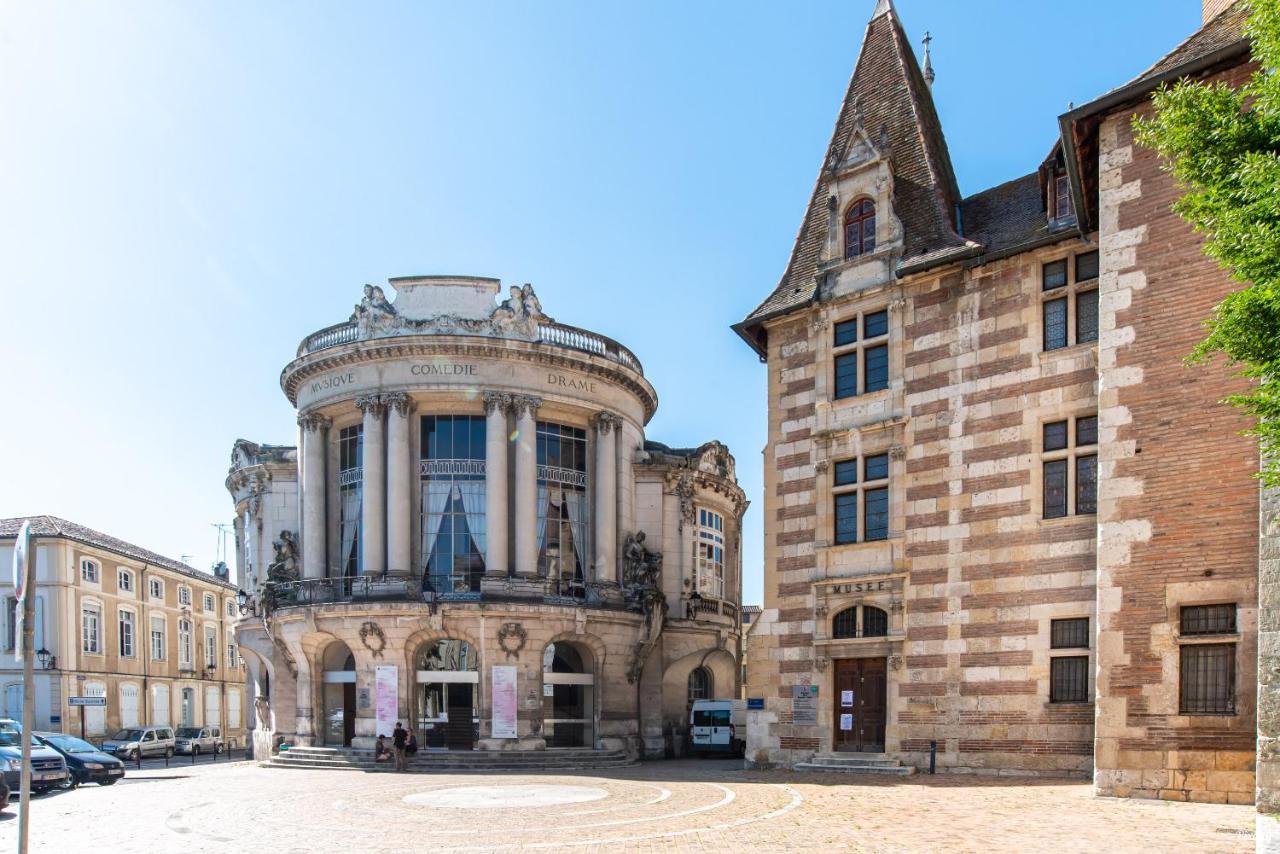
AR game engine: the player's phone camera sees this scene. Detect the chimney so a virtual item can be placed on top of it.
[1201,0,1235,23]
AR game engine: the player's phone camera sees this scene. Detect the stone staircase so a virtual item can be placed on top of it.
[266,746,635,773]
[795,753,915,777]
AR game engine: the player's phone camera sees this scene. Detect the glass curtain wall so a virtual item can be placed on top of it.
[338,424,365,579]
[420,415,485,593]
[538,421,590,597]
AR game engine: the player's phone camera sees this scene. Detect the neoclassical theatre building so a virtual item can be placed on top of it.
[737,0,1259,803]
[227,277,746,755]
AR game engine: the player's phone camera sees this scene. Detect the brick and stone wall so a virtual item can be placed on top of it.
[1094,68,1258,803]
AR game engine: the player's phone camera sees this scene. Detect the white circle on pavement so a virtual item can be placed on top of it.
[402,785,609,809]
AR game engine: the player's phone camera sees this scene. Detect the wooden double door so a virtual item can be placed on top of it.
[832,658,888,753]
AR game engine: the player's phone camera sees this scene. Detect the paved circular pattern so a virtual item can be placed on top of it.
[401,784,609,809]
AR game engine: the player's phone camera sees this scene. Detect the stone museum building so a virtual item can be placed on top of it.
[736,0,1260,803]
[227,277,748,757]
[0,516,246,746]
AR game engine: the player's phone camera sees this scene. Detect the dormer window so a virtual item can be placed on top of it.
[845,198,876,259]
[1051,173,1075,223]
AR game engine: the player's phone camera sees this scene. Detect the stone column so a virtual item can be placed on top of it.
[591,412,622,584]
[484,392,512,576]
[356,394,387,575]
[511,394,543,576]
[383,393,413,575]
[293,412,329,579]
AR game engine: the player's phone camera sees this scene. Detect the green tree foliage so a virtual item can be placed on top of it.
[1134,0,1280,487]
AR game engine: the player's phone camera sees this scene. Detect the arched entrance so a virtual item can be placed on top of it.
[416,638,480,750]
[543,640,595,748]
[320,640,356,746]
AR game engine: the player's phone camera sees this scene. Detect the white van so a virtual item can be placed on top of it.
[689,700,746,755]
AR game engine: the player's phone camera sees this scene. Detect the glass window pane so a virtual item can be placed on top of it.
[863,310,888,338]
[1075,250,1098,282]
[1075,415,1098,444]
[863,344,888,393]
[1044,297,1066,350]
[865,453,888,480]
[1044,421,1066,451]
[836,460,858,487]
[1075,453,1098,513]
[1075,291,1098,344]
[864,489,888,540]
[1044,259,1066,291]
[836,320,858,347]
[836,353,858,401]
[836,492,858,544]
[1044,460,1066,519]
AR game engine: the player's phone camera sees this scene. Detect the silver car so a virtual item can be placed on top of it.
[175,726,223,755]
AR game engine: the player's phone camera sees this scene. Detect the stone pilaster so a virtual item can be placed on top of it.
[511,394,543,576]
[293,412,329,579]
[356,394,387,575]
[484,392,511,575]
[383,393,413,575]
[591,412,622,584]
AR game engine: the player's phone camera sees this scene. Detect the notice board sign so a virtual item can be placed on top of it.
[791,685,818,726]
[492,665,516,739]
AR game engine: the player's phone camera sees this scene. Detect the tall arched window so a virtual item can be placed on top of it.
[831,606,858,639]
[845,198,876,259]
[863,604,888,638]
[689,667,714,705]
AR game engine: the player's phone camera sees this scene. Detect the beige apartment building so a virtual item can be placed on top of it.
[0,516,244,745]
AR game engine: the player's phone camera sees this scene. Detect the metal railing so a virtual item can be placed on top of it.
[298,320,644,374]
################
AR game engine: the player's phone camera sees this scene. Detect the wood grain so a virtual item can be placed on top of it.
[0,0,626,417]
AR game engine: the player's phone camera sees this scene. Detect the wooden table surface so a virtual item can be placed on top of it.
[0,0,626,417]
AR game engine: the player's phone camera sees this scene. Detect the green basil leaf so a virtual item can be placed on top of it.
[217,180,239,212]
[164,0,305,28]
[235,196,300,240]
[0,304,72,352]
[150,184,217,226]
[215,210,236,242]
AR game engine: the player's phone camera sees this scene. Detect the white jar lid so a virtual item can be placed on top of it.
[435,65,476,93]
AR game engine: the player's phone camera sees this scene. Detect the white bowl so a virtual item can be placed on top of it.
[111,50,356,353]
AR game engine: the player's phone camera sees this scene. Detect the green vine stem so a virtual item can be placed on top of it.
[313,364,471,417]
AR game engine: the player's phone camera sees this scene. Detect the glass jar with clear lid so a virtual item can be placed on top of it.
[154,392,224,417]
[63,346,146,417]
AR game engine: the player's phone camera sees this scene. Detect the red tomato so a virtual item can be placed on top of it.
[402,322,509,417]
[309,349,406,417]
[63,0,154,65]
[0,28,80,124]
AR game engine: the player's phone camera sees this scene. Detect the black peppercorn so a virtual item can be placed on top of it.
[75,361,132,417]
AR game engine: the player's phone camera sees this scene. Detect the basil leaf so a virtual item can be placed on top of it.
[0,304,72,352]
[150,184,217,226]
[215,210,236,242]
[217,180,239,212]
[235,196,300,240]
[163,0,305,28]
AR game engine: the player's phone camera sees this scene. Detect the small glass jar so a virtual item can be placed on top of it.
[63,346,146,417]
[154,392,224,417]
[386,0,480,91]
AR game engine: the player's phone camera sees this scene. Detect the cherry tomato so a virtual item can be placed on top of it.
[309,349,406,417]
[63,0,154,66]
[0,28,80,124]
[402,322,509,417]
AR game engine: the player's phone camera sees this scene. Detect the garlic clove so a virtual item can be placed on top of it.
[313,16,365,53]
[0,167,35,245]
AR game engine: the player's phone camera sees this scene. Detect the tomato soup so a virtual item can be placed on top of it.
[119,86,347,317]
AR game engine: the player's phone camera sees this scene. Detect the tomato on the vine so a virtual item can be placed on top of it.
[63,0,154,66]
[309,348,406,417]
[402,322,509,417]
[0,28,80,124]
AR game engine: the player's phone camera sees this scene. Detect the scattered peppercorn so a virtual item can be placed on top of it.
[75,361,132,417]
################
== TASK OBJECTIVE ==
Can you reproduce the material between the lines holding "Detect the silver" and "[298,320,644,374]", inclusive, keeping every line of wording unchanged but scaling each bounding-box coordinate by 0.95 and rounding it to a whole number, with halves rounded up? Return only those lines.

== RESULT ==
AR game engine: the player's phone camera sees this scene. Detect the silver car so a virtual item can be placed on top of it.
[166,690,212,717]
AR game engine: the player's phone camera sees this scene. Detect the stone pilaster so a virtual item can be placed on top of it.
[485,374,516,547]
[278,391,313,550]
[338,374,368,546]
[460,372,485,546]
[364,373,392,546]
[561,391,591,555]
AR game engine: the player's phone camera sees this scene. Detect the notice board sign so a virtual item can be placed on top of it.
[751,651,777,690]
[467,632,490,702]
AR game engine: the player's phone camera sees this scene. Detect the tall arched window so a virtual item can be placed on top of it.
[789,576,815,607]
[803,188,832,246]
[820,574,844,606]
[655,634,678,670]
AR game engine: the player's phone camera sees this scene. Detect the beige apartment building so a virtual item can be placed on top of it.
[0,490,232,708]
AR game engine: the player's phone camera sees this scene. Detect the metal railing so a virtual item can be placed on top of it.
[283,304,612,355]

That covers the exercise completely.